● Written problem
Please reproduce the tmpfs commit message word for word, in full.

● Page text

From 71f0e07a605fad1fb6b288e4dc1dd8dfa78f4872 Mon Sep 17 00:00:00 2001
From: Hugh Dickins <hughd@google.com>
Date: Mon, 25 Jul 2011 17:12:33 -0700
Subject: tmpfs: refine shmem_file_splice_read

Tidy up shmem_file_splice_read():

Remove readahead: okay, we could implement shmem readahead on swap,
but have never done so before, swap being the slow exceptional path.

Use shmem_getpage() instead of find_or_create_page() plus ->readpage().

Remove several comments: sorry, I found them more distracting than
helpful, and this will not be the reference version of splice_read().

Signed-off-by: Hugh Dickins <hughd@google.com>
Signed-off-by: Andrew Morton <akpm@linux-foundation.org>
Signed-off-by: Linus Torvalds <torvalds@linux-foundation.org>
---
 mm/shmem.c | 138 +++++++++----------------------------------------------------
 1 file changed, 19 insertions(+), 119 deletions(-)

(limited to 'mm/shmem.c')

● Stored records
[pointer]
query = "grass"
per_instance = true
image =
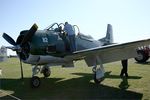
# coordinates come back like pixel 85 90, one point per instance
pixel 76 83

● Solution for this task
From 71f0e07a605fad1fb6b288e4dc1dd8dfa78f4872 Mon Sep 17 00:00:00 2001
From: Hugh Dickins <hughd@google.com>
Date: Mon, 25 Jul 2011 17:12:33 -0700
Subject: tmpfs: refine shmem_file_splice_read

Tidy up shmem_file_splice_read():

Remove readahead: okay, we could implement shmem readahead on swap,
but have never done so before, swap being the slow exceptional path.

Use shmem_getpage() instead of find_or_create_page() plus ->readpage().

Remove several comments: sorry, I found them more distracting than
helpful, and this will not be the reference version of splice_read().

Signed-off-by: Hugh Dickins <hughd@google.com>
Signed-off-by: Andrew Morton <akpm@linux-foundation.org>
Signed-off-by: Linus Torvalds <torvalds@linux-foundation.org>
---
 mm/shmem.c | 138 +++++++++----------------------------------------------------
 1 file changed, 19 insertions(+), 119 deletions(-)

(limited to 'mm/shmem.c')